▸ **DATA SUPPLIED**:
┌──

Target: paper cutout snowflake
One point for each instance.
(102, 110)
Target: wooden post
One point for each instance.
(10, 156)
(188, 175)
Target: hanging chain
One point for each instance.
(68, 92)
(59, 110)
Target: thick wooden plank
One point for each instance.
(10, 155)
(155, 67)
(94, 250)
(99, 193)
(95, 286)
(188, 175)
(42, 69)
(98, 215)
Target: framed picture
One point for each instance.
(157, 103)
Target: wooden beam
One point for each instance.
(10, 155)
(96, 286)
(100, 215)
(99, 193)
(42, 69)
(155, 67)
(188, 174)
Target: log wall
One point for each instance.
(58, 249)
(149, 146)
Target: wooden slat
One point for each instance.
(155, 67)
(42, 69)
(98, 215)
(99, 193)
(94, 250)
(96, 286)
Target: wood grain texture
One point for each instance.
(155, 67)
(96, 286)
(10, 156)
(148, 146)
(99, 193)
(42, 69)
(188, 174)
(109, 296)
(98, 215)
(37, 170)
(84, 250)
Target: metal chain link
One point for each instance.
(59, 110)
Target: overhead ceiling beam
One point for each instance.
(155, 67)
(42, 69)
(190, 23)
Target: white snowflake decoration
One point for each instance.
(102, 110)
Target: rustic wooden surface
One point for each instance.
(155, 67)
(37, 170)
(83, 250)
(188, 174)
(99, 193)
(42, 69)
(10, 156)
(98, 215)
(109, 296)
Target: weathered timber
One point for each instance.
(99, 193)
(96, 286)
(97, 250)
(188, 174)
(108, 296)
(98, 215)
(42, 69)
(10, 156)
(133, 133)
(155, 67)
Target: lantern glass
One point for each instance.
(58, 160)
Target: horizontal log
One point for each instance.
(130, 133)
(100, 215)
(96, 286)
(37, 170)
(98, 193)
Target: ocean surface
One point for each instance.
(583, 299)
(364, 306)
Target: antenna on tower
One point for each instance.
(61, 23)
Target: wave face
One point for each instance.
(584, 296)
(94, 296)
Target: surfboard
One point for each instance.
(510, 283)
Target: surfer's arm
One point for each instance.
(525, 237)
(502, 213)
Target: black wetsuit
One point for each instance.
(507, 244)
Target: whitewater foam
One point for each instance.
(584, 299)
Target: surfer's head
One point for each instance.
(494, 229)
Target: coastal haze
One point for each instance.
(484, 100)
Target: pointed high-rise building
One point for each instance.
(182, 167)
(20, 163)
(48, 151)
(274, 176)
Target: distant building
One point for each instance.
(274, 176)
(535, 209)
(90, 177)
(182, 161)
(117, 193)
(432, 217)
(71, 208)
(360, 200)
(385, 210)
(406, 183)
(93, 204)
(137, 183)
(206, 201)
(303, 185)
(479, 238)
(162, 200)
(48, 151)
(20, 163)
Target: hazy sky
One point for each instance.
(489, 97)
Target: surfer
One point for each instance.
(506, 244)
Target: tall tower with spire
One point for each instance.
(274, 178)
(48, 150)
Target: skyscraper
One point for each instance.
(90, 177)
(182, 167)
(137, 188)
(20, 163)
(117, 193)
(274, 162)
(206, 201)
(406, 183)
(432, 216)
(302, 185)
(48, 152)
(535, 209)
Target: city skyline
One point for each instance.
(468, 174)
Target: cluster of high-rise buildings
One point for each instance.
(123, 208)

└──
┌──

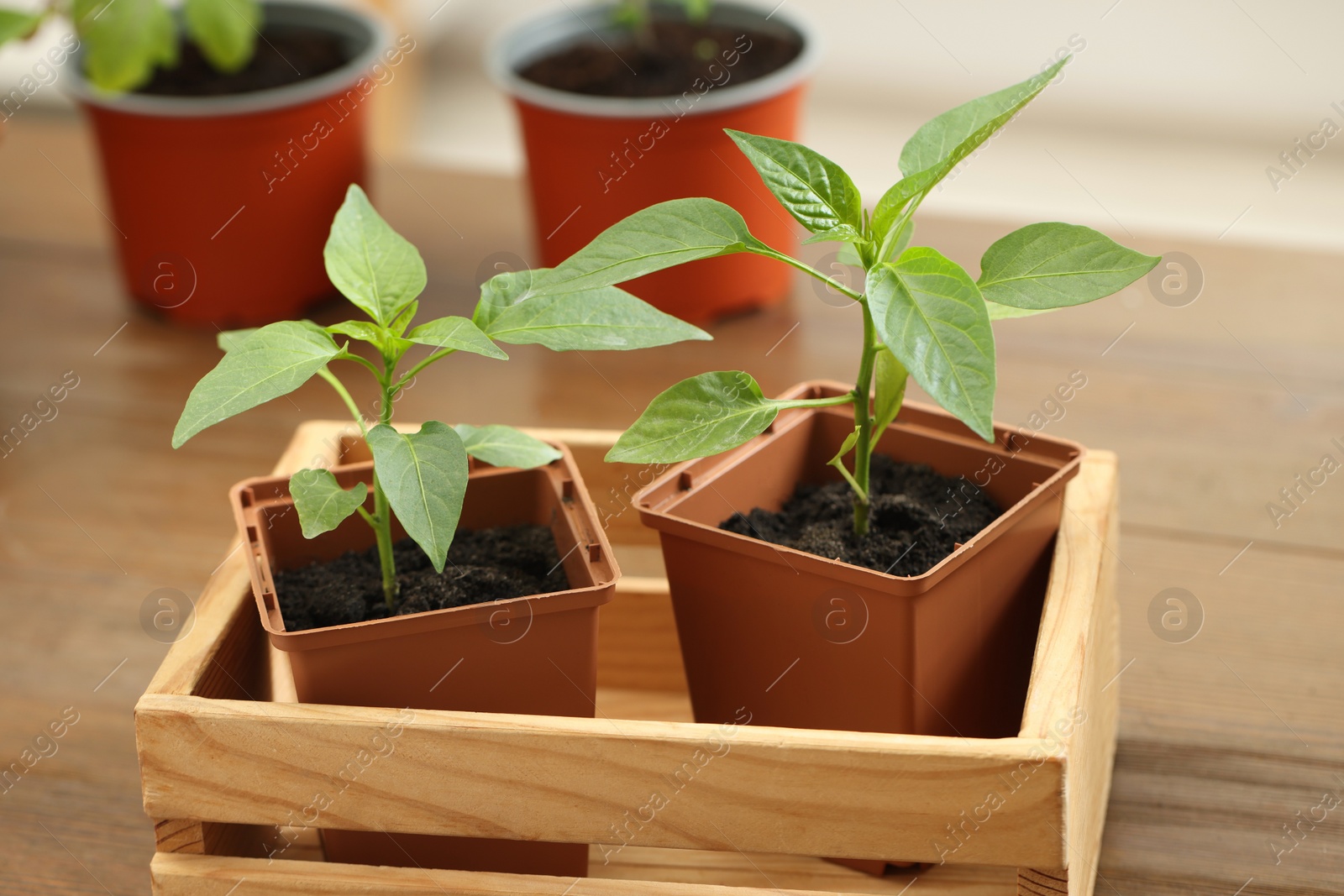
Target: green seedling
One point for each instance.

└──

▸ **TASK TO COMPLETE**: Report each line above that contains the string "rise". Case counts.

▸ **SOLUTION**:
Target: pointed high-rise building
Target: cluster of high-rise buildings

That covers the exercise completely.